**TO BE DONE**
Retype the material that follows, keeping every word as it is.

**RECORDS PROVIDED**
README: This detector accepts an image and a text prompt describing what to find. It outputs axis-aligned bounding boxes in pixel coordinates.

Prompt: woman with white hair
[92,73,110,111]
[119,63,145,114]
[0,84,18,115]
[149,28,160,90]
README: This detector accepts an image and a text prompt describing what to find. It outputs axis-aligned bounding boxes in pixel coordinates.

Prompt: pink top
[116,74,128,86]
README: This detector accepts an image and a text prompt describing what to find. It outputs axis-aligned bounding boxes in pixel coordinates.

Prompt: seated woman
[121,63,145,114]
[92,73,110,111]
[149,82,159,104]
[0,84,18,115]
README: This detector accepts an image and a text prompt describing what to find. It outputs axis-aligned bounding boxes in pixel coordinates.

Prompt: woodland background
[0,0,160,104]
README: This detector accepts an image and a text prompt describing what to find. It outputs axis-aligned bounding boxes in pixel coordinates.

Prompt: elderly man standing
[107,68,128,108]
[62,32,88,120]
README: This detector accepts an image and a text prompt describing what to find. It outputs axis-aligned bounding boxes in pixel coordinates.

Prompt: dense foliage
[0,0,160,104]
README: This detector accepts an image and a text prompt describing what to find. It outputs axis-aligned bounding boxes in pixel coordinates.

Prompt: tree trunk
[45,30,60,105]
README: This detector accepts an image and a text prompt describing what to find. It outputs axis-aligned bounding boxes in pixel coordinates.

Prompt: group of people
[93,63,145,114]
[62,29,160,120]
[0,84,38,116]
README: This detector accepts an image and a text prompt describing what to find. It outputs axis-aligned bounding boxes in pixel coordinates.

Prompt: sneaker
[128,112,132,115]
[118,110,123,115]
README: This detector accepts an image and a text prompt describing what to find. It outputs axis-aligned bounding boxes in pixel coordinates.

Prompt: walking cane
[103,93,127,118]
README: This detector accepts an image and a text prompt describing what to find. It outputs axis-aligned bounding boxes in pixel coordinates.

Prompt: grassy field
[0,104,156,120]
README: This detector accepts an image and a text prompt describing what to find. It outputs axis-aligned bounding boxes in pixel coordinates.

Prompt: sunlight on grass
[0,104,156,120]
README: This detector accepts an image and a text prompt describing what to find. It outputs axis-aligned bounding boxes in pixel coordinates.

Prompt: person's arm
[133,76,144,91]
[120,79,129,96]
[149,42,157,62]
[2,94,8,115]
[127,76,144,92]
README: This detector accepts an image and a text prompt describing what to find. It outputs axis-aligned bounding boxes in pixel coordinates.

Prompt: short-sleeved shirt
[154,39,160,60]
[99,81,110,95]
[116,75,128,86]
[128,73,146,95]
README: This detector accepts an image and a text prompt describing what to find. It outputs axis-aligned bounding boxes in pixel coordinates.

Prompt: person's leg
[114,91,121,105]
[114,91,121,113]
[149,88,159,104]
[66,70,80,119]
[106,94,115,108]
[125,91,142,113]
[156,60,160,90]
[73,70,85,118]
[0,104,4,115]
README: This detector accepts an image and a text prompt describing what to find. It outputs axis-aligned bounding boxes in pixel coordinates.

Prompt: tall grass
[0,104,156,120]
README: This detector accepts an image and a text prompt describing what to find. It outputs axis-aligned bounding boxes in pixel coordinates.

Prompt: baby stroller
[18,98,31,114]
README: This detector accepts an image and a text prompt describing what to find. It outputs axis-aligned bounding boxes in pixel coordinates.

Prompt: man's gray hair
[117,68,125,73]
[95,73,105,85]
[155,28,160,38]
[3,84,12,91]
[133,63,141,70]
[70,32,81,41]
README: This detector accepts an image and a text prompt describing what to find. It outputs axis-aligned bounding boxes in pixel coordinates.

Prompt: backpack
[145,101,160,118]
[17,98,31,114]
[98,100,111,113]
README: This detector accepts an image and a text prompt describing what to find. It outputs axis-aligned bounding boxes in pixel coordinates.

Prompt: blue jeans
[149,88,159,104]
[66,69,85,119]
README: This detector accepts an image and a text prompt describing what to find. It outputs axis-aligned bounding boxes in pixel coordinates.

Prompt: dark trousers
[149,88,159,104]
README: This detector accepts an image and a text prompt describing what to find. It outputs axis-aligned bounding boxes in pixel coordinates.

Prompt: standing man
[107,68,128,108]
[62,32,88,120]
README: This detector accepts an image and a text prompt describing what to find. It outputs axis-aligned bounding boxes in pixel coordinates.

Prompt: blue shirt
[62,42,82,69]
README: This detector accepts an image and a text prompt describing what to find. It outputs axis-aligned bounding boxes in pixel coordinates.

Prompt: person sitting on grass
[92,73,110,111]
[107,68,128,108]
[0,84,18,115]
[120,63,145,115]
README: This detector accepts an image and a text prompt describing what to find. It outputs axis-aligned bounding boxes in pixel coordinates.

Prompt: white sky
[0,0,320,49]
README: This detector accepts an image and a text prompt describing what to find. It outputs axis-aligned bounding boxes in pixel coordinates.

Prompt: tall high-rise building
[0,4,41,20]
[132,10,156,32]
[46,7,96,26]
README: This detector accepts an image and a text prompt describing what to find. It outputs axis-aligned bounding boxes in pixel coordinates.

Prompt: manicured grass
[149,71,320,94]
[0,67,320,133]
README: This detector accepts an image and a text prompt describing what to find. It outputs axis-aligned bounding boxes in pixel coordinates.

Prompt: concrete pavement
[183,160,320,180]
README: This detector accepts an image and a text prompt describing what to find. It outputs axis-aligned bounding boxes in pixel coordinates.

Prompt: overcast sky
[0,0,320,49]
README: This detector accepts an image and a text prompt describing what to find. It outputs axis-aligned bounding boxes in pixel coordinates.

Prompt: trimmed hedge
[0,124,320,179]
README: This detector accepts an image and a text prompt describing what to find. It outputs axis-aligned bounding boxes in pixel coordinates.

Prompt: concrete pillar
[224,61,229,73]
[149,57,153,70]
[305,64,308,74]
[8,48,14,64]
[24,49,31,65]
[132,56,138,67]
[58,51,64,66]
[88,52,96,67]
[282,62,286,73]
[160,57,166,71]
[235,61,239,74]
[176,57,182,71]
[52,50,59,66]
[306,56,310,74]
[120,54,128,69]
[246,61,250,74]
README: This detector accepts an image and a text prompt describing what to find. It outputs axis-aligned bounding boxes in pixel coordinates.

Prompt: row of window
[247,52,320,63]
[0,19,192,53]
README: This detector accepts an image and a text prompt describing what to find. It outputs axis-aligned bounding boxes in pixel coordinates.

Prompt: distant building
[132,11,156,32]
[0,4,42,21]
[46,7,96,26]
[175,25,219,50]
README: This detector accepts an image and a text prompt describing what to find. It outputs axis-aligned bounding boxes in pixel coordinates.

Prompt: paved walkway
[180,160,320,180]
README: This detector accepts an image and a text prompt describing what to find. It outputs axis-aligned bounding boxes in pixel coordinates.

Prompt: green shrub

**TASK SOLUTION**
README: This detector accepts an image and a text prompt describing what to find. It outputs axis-aligned bounding boxes in pixel coordinates.

Prompt: woman with white hair
[92,73,110,111]
[119,63,145,114]
[0,84,18,115]
[149,28,160,90]
README: This detector accepts an image and a text prompt describing what to find. It outputs axis-aligned bounding boxes in pixel coordinates.

Prompt: pink top
[116,74,128,86]
README: This detector accepts an image and a text prompt describing what to find. It outputs axis-aligned bounding boxes in pixel coordinates.

Prompt: seated woman
[121,63,145,114]
[92,73,110,111]
[149,82,159,104]
[0,84,18,115]
README: This detector accepts an image and a text prompt describing what to find. It outputs axis-aligned bounding boxes in pixel coordinates.

Prompt: woodland background
[0,0,160,104]
README: This detector accepts an image and a text prompt describing what to find. It outputs axis-aligned bounding boxes in pixel coordinates.

Prompt: elderly man standing
[107,68,128,108]
[62,32,88,120]
README: This detector accepts an image and a text prompt describing what to find. It outputs axis-aligned bounding boxes in pixel coordinates.

Prompt: dense foliage
[0,0,160,104]
README: This detector accepts an image and a text prompt describing what to find. It outputs axis-aligned bounding boxes in pixel coordinates.

Prompt: tree trunk
[45,30,60,105]
README: This detector accepts an image and a text prompt describing what to find. It outputs axis-aligned bounding boxes in pixel coordinates.

Prompt: group of people
[93,63,145,114]
[62,29,160,120]
[0,84,38,116]
README: This detector accepts an image and a text prompt describing what to find. It outputs axis-aligned bounding boxes in pixel coordinates.

Prompt: sneaker
[128,112,132,115]
[118,110,123,115]
README: This detector accepts an image and a text prompt describing what to find. It outputs axis-aligned bounding boxes in pixel coordinates.

Prompt: walking cane
[103,93,127,118]
README: This detector accepts an image and a text prompt describing what to find. It outputs axis-aligned bounding boxes in pixel coordinates.

Prompt: grassy field
[0,104,156,120]
README: This detector accepts an image and a text prompt describing what to find. It outputs axis-aligned bounding boxes in pixel coordinates.

Prompt: sunlight on grass
[0,104,156,120]
README: This detector accepts an image and a text prompt describing what to find. It outputs axis-aligned bounding boxes in pixel coordinates.

Prompt: person's arm
[133,76,144,91]
[120,79,129,96]
[149,42,157,62]
[2,94,8,115]
[127,76,144,92]
README: This detector accepts an image and a text prompt describing what to find. It outputs axis-aligned bounding boxes in pixel coordinates.

Prompt: short-sleeved shirt
[154,39,160,60]
[99,81,110,95]
[116,75,128,86]
[128,73,146,95]
README: This detector accepts an image and a text prompt describing what to find. It outputs axis-aligned bounding boxes in pixel coordinates.

Prompt: person's leg
[114,91,121,105]
[114,91,121,113]
[149,88,159,104]
[66,70,80,119]
[106,94,115,108]
[125,91,142,113]
[156,60,160,90]
[73,70,85,118]
[0,104,4,115]
README: This detector accepts an image and a text prompt describing what to find. It outputs axis-aligned bounding boxes in pixel coordinates.

Prompt: tall grass
[0,104,156,120]
README: This detector accepts an image and a text prompt describing what to find. It outputs axis-aligned bounding boxes in pixel coordinates.

Prompt: baby stroller
[18,98,31,114]
README: This detector accepts an image and a text prompt describing what to find. It outputs axis-aligned bounding boxes in pixel coordinates.

Prompt: man's gray hair
[117,68,125,73]
[95,73,105,85]
[155,28,160,38]
[3,84,12,91]
[133,63,141,70]
[70,32,81,41]
README: This detector accepts an image and a text prompt describing what to find. It outputs axis-aligned bounding boxes in pixel coordinates.

Prompt: backpack
[145,101,160,118]
[17,98,31,114]
[98,100,111,113]
README: This detector accepts an image and a text prompt describing what to find. It outputs axis-aligned bounding boxes in pixel coordinates.

Prompt: blue jeans
[149,88,159,104]
[66,69,85,119]
README: This detector accepts an image and a text prompt describing what to find. It outputs axis-aligned bounding boxes in pixel coordinates.

Prompt: dark trousers
[149,88,159,104]
README: This detector accepts an image and a text prompt describing what to find. It outputs axis-aligned bounding boxes in pixel coordinates.

Prompt: standing man
[107,68,128,108]
[62,32,88,120]
README: This detector accepts an image and a text prompt describing what to find. It outputs axis-aligned bounding boxes in pixel coordinates.

Prompt: blue shirt
[62,42,82,69]
README: This detector accepts an image and a text prompt describing what to find. It outputs axis-aligned bounding boxes in pixel coordinates.

Prompt: person sitting on grass
[92,73,110,111]
[107,68,128,108]
[0,84,18,115]
[120,63,145,115]
README: This detector accepts an image and a text prompt describing what to find. It outputs axis-aligned bounding boxes in pixel coordinates.

Prompt: white sky
[0,0,320,49]
README: This detector accepts an image and a text prompt describing what to find. It outputs axis-aligned bounding boxes in pixel coordinates.

Prompt: tall high-rise building
[0,4,41,20]
[132,10,156,32]
[46,7,96,26]
README: This detector accepts an image and a text prompt describing what to find. It outputs axis-aligned bounding boxes in pixel coordinates.

Prompt: manicured grass
[149,71,320,94]
[0,67,320,133]
README: This detector accepts an image and a text prompt describing what to find. It outputs axis-aligned bounding boxes in pixel coordinates.

Prompt: concrete pavement
[183,160,320,180]
README: This detector accepts an image and a text prompt describing what to find. It outputs axis-aligned bounding boxes in pixel coordinates.

Prompt: overcast sky
[0,0,320,49]
README: This detector accepts an image and a text prompt describing what to find. It outputs axis-aligned bounding boxes in pixel coordinates.

Prompt: trimmed hedge
[0,124,320,179]
README: This detector accepts an image and a text prompt describing what to find. It outputs axis-aligned bounding boxes in pixel coordinates.

Prompt: concrete pillar
[224,61,229,73]
[149,57,153,70]
[305,64,308,74]
[8,48,14,64]
[24,49,31,65]
[132,56,138,67]
[58,51,64,66]
[88,52,96,67]
[282,62,286,73]
[160,57,166,71]
[235,61,239,74]
[176,57,182,71]
[52,50,59,66]
[306,56,310,74]
[120,54,128,69]
[246,61,250,74]
README: This detector accepts an image and a text prompt describing what to find. It outputs axis-aligned bounding boxes in pixel coordinates.

Prompt: row of window
[247,52,320,63]
[0,19,192,53]
README: This detector accepts an image and a text prompt describing what to find. It outputs axis-aligned bounding boxes in pixel coordinates.

Prompt: distant building
[132,11,156,32]
[0,4,42,21]
[46,7,96,26]
[175,25,219,50]
README: This detector accepts an image and a text prompt describing what to find. It outputs axis-aligned bounding boxes in pixel coordinates.

Prompt: paved walkway
[180,160,320,180]
README: This detector accepts an image and a text prompt describing what to find. It outputs axis-aligned bounding boxes in pixel coordinates.

Prompt: green shrub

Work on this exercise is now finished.